◆ **ASSIGNMENT**: Exactly the lines from the one containing "Mark every instance of the display" to the last line of the records, inclusive, are to be transcribed; include no others.

◆ **SUPPLIED MATERIAL**:

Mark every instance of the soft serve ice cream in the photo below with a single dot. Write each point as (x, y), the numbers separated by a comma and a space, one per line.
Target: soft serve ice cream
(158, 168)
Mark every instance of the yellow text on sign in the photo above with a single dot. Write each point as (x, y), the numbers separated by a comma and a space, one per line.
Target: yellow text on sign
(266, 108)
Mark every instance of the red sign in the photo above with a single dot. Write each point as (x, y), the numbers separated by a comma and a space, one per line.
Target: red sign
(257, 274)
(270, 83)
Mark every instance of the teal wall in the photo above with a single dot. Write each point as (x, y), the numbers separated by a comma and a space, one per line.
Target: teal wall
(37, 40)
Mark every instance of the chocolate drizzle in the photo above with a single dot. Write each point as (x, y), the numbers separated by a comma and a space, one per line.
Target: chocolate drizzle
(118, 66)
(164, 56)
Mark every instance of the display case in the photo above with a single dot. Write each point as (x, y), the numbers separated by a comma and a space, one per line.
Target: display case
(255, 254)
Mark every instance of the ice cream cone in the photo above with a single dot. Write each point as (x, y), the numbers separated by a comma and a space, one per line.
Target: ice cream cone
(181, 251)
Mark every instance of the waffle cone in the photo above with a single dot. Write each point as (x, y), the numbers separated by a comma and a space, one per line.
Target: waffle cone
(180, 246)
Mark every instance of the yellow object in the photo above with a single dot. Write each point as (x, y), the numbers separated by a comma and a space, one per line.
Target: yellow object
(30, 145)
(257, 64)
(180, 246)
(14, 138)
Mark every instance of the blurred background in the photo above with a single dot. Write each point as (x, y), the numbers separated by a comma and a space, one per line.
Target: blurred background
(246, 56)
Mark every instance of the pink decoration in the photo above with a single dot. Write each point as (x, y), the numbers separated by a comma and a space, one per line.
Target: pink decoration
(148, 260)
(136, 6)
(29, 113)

◆ **SOLUTION TO THIS EXERCISE**:
Mark every instance of the display case in the photo above with a single dot. Write each point as (x, y), the numbers separated by a comma and a space, one per line.
Target: display case
(255, 254)
Mark every instance of the ice cream cone in the photo above with a single dot. Write each point as (x, y), the numbers separated by a comma and a space, one per line.
Target: ice cream cone
(181, 251)
Mark every instance of the waffle cone in the photo above with a single dot. Write each point as (x, y), the numbers separated by a comma and a space, one per line.
Target: waffle cone
(180, 246)
Mark every instance of the yellow object in the photo above with a single dot. Write each point as (x, y), the numbers separated by a comma and a space, one per line.
Target: yellow object
(30, 145)
(257, 64)
(180, 246)
(14, 138)
Mark every instance of the blurred background in the photo above with a single dot. Write each point as (x, y), the numbers separated by a comma and a space, one per line.
Target: blurred background
(246, 56)
Mark every instance of the pink decoration in the photo above with a single dot. Write each point as (x, y), the numbers separated by a comma and a space, one per line.
Target: pink decoration
(148, 260)
(136, 6)
(29, 113)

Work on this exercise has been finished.